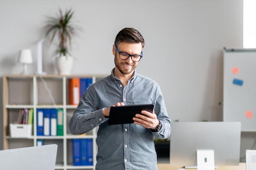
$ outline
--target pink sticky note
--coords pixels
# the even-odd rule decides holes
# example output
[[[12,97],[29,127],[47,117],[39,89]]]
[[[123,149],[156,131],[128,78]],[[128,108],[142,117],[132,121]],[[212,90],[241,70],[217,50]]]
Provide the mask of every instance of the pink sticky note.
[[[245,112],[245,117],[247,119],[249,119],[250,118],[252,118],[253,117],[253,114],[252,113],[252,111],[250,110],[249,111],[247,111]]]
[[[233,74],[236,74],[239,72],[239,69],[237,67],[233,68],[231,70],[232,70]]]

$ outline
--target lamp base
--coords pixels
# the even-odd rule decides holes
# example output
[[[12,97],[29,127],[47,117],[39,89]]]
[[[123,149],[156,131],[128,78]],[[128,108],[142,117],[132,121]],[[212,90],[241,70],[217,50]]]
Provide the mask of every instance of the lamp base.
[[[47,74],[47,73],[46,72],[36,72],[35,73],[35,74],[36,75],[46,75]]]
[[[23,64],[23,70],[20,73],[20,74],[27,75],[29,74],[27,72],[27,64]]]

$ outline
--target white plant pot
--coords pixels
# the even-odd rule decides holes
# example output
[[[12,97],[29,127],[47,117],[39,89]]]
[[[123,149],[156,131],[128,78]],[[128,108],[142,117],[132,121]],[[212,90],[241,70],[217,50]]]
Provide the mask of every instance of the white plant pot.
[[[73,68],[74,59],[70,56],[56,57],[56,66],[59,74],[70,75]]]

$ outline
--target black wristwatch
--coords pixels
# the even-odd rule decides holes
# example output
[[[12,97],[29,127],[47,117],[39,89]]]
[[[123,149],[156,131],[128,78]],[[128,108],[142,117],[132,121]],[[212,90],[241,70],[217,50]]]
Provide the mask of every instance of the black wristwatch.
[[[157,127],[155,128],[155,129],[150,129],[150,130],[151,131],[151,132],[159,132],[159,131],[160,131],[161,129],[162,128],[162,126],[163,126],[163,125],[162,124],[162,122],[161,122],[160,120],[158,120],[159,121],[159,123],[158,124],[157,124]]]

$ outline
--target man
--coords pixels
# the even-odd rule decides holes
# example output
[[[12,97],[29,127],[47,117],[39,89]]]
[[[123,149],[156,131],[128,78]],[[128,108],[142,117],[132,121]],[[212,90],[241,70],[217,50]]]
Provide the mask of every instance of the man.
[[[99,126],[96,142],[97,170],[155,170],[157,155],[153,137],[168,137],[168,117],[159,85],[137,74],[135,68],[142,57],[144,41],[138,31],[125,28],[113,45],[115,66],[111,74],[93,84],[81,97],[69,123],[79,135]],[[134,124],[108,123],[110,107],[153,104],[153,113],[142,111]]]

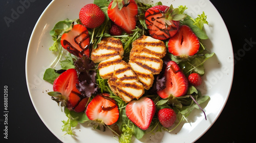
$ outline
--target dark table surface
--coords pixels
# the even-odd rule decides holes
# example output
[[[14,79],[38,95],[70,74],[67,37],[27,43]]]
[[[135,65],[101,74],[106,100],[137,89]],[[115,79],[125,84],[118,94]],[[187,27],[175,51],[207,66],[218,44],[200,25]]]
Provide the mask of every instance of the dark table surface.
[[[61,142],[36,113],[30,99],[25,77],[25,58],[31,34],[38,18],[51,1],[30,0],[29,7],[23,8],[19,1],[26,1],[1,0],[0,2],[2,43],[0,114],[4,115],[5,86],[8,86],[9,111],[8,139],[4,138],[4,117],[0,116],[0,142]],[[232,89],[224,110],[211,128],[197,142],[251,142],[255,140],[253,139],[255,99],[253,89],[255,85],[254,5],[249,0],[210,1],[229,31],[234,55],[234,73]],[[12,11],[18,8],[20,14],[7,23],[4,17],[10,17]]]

* * * * * * *

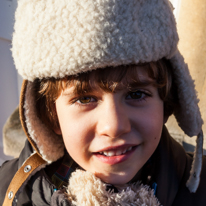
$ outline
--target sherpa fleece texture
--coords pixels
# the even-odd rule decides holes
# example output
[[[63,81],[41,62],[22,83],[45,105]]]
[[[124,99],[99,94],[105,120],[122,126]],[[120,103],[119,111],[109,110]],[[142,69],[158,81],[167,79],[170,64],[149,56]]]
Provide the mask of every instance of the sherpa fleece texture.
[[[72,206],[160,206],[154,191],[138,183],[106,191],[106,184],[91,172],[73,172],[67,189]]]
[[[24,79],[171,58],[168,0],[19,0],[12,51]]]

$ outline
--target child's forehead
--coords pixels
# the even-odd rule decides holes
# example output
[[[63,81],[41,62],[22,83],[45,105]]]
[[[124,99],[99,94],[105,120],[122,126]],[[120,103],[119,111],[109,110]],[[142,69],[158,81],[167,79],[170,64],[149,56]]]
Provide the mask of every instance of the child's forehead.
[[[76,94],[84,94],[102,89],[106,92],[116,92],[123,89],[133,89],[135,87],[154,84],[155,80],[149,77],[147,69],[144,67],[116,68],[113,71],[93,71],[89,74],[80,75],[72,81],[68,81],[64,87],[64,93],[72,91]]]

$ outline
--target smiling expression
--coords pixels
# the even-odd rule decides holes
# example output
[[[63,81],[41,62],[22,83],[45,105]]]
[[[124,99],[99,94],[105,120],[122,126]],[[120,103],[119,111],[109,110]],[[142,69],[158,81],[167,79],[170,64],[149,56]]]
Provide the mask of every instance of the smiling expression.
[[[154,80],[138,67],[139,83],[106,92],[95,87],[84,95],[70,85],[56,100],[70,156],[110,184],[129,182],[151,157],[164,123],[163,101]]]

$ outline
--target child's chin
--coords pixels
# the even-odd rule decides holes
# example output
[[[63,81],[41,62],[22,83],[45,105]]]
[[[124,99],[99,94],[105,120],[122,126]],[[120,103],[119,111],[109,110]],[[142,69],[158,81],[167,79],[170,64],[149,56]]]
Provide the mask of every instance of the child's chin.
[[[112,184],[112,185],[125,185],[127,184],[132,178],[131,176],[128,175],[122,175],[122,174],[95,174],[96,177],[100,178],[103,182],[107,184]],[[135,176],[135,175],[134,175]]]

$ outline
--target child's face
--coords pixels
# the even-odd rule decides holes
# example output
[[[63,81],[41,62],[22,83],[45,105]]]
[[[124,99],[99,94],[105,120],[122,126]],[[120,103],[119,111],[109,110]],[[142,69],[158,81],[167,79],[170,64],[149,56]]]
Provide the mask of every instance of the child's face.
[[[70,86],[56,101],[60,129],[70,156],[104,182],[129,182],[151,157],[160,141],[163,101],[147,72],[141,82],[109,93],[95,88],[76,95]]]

* * * * * * *

### Tarea a realizar
¿Qué líneas de los registros contienen la palabra "sticky"? Cópialas completas y distingue entre mayúsculas y minúsculas.

### Respuesta correcta
--target pink sticky note
Provide the mask of every instance of the pink sticky note.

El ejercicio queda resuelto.